- [Given data]:
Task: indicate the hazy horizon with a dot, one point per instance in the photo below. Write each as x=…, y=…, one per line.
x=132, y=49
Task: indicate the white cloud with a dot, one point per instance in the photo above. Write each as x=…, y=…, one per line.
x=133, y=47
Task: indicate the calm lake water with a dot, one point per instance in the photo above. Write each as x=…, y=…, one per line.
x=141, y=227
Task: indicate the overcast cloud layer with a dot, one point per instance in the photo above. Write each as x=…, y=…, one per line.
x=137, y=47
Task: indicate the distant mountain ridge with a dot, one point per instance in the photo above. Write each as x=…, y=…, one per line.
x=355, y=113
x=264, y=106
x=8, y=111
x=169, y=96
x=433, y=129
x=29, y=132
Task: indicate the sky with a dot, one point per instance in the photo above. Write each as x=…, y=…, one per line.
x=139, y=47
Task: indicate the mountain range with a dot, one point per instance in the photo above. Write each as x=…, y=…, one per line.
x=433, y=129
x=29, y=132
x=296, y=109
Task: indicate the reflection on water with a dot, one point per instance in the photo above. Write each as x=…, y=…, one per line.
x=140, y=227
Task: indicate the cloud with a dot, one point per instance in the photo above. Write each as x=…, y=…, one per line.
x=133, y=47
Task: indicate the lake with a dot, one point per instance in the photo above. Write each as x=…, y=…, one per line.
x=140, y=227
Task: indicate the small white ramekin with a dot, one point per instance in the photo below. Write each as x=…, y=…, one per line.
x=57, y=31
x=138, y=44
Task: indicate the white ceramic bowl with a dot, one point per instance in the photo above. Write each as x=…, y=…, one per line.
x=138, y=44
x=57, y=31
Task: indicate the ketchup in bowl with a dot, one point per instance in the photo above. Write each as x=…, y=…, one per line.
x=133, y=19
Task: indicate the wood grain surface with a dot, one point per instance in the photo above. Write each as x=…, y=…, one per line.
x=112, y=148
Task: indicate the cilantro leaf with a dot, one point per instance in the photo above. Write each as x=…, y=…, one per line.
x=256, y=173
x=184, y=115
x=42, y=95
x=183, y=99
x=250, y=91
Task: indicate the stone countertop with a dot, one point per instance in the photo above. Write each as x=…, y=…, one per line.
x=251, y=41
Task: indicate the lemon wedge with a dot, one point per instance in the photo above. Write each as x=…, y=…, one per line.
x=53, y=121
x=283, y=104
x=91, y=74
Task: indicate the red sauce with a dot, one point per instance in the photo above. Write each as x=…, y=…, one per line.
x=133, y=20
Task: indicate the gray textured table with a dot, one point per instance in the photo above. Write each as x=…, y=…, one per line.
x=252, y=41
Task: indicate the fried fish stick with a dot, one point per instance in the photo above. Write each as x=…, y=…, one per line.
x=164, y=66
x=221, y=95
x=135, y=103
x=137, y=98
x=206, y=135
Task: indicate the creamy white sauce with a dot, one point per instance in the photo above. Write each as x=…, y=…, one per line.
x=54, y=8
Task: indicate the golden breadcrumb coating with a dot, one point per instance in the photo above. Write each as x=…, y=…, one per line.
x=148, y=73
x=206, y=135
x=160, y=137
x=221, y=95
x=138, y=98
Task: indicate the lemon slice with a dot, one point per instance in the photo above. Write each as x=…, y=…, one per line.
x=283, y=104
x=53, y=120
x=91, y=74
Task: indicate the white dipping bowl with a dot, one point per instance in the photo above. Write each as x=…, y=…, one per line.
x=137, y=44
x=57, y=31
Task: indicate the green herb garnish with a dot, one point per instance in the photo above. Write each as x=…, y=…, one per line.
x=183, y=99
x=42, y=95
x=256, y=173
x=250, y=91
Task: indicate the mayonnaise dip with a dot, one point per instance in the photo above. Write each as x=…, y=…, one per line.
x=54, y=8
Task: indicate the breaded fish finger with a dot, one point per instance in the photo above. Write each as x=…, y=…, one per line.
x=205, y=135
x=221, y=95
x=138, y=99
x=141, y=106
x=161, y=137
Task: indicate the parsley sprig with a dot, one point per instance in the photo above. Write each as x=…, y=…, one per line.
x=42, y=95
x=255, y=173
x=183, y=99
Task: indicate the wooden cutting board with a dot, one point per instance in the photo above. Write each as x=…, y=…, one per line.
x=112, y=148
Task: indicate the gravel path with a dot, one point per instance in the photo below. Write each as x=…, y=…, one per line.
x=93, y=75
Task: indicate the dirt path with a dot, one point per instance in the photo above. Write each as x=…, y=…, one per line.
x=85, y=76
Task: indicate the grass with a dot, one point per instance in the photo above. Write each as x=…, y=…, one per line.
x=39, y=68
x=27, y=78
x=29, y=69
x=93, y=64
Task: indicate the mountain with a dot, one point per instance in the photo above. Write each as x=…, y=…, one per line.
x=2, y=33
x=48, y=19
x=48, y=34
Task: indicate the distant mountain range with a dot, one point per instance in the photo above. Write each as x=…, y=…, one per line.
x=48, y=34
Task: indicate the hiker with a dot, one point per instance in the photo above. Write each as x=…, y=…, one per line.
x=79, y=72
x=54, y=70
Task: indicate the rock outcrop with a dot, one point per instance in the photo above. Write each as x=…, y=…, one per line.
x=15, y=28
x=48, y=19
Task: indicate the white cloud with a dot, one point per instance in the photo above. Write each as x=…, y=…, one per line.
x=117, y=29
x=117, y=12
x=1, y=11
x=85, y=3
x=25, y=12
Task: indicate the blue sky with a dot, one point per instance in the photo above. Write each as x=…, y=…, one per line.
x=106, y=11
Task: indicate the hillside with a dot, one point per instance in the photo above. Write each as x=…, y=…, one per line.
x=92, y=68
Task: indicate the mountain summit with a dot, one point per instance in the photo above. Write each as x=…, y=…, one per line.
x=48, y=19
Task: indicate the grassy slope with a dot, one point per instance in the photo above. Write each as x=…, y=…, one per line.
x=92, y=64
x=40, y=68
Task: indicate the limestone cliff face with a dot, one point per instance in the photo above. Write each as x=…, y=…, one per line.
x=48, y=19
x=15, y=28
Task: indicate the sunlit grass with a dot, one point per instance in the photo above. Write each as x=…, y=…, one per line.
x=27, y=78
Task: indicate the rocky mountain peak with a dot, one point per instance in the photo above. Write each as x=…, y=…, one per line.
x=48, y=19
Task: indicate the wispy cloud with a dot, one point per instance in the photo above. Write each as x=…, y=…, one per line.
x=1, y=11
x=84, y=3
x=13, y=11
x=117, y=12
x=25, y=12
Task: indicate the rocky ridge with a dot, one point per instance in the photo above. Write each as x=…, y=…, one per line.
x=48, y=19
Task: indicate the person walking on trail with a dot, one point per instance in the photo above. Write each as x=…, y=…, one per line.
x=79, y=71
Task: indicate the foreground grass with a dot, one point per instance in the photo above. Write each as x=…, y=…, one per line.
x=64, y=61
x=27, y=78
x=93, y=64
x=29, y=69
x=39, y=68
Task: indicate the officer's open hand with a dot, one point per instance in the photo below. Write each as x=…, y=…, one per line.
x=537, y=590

- [Set problem]:
Rewrite every line of the records, requests included, from the line that contains "Task: indicate the wispy" through the end of the records. Scale each coordinate in the answers by 1.15, rounding to whole numbers with halves rounded up.

- [Solution]:
Task: indicate the wispy cloud with a dot, one point per instance in the photo above. Write each as x=…, y=…, one per line.
x=1, y=13
x=97, y=3
x=15, y=13
x=135, y=14
x=29, y=14
Task: indicate the rocky ridge with a dot, one point per instance in the photo above. Write each as x=…, y=…, one per line.
x=55, y=22
Task: indicate the person walking on trail with a dot, one point per instance in the photo above. Write each as x=…, y=…, one per line.
x=91, y=82
Task: indicate the foreground grass with a dot, one point per instance in the photo above. Write each as x=…, y=…, one per line.
x=74, y=70
x=31, y=90
x=107, y=74
x=33, y=79
x=45, y=78
Task: indicate the officer's open hand with a dot, one point per instance in the photo below. Write each as x=…, y=…, one per line.
x=618, y=679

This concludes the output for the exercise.